▸ **Work required**
How many lines of the entries below contain the word "white"? Reply with the number alone.

— BEGIN Extracted records —

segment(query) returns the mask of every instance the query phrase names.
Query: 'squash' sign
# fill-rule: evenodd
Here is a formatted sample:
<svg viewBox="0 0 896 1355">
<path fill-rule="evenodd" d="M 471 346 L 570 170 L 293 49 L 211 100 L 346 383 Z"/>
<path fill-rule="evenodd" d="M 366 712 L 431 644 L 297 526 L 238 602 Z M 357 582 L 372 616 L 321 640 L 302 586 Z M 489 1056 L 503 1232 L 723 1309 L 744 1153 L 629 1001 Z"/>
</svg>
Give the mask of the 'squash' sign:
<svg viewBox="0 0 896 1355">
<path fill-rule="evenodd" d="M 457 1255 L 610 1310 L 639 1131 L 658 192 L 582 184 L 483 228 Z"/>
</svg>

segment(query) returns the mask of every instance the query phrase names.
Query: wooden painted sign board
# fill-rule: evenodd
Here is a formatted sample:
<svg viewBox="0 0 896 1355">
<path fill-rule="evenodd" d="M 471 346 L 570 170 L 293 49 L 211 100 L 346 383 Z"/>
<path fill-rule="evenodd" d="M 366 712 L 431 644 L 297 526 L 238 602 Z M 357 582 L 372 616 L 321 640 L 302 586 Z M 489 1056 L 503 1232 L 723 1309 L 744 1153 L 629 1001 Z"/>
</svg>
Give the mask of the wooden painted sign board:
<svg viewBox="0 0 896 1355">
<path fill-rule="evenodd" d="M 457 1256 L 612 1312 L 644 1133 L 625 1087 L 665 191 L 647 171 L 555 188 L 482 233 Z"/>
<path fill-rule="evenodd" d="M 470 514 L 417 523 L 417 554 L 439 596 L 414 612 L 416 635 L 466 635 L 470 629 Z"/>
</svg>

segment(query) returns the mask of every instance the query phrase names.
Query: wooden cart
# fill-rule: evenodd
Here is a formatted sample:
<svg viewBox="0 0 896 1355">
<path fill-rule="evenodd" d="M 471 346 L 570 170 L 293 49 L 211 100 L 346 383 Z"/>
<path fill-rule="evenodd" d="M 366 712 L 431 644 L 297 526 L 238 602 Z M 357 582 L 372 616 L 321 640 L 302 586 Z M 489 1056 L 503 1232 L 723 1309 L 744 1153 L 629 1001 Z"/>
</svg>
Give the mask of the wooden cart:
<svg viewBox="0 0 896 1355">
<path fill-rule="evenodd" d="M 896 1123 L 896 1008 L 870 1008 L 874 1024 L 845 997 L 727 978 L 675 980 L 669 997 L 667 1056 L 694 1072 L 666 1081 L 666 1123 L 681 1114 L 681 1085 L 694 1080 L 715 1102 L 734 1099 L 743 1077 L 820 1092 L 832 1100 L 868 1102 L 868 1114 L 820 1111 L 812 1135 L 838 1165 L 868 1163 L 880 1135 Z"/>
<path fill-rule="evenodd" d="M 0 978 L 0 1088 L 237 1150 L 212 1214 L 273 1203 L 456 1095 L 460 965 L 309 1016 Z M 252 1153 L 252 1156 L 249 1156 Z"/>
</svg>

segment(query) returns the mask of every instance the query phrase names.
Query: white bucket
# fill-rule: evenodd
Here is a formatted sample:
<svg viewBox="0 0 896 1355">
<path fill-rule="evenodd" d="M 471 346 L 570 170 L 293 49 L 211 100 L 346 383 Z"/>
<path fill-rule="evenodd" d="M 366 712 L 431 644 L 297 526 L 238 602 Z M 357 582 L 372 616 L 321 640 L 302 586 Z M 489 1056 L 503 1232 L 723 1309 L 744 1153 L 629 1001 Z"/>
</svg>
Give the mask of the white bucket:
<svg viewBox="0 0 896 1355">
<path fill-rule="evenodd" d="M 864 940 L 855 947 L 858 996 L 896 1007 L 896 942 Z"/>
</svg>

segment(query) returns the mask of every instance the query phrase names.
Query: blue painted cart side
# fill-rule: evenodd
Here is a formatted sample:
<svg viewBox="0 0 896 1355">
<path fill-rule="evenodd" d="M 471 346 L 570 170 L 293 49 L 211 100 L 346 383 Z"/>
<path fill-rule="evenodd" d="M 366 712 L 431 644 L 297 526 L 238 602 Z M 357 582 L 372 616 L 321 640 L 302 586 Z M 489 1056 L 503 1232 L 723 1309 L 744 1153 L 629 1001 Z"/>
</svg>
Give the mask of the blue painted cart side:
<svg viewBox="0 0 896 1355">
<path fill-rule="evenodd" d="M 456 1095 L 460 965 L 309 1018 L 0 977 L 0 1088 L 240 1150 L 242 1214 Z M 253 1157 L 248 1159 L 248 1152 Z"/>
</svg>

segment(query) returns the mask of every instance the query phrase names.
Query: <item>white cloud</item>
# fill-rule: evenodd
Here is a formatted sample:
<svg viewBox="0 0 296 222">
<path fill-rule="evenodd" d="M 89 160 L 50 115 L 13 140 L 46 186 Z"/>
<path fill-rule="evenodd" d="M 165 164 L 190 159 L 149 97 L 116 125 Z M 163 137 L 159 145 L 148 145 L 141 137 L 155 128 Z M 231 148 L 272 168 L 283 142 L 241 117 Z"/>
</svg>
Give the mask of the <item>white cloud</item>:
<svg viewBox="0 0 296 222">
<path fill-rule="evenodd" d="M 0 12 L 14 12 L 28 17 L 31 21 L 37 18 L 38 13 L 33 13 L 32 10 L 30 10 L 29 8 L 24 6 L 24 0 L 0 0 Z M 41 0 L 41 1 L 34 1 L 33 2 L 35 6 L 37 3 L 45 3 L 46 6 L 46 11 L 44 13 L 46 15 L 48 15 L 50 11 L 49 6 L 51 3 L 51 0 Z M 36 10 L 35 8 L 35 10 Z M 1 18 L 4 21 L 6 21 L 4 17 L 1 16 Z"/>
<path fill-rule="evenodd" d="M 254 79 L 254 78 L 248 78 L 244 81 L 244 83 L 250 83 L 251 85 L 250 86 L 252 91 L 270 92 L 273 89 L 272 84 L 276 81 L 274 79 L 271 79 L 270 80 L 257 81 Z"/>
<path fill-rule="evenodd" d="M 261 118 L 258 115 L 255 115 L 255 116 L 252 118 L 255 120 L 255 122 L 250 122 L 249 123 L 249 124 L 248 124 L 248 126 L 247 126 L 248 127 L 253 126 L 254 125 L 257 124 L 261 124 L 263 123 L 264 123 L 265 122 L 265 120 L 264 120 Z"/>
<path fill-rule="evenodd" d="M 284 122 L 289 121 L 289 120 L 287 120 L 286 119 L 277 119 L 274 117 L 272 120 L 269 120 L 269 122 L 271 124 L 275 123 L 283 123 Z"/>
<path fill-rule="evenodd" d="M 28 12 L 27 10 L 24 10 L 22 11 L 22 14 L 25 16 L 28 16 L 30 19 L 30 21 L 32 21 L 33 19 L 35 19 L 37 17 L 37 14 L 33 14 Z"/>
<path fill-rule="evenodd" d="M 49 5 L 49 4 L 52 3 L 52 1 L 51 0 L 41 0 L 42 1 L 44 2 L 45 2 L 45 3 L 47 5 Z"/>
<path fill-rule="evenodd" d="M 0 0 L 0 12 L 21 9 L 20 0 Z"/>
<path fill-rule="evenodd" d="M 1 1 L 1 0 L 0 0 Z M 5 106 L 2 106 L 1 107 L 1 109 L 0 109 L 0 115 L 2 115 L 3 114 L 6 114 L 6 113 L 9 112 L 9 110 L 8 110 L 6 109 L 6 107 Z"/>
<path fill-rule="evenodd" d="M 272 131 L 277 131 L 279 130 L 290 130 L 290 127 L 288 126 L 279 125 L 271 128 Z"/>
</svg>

— END Extracted records —

▸ **Full output**
4